PASSAGE
%%

Background information
- Birth name: Cristina Pato Lorenzo
- Born: August 17, 1980 (age 45) Ourense, Galicia, Spain
- Genres: Latin; classical; jazz;
- Occupation: Musician
- Instruments: Galician gaita; piano; flute; voice;
- Years active: 1999–present
- Labels: Sunnyside
- Website: www.cristinapato.com

= Cristina Pato =

Spanish musician (born 1980)

Cristina Pato Lorenzo (born August 17, 1980) is a Galician bagpiper, pianist and writer. Cristina has served as a visiting professor and artist-in-residence at New York University (NYU), Harvard University, and the University of California, Santa Barbara. Additionally, she collaborated for over fifteen years with Silkroad (arts organization), the non-profit organization founded by cellist Yo-Yo Ma.

%%

INFORMATION
%%

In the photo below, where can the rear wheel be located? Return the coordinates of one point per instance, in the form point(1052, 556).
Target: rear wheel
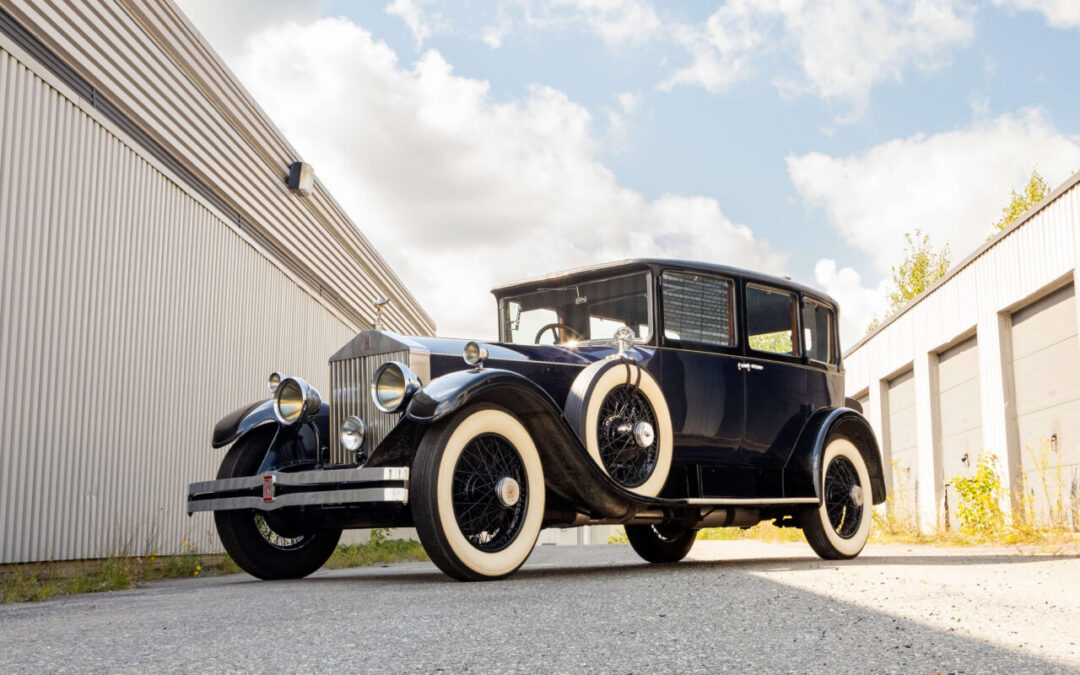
point(661, 543)
point(266, 544)
point(477, 494)
point(839, 527)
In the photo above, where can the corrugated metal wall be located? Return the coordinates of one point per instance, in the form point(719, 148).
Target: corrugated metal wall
point(150, 63)
point(131, 319)
point(1037, 256)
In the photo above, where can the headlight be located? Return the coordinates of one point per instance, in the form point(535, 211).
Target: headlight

%%

In the passage on Cristina Pato, what non-profit organization founded by cellist Yo-Yo Ma did she collaborate with for over fifteen years?

Silkroad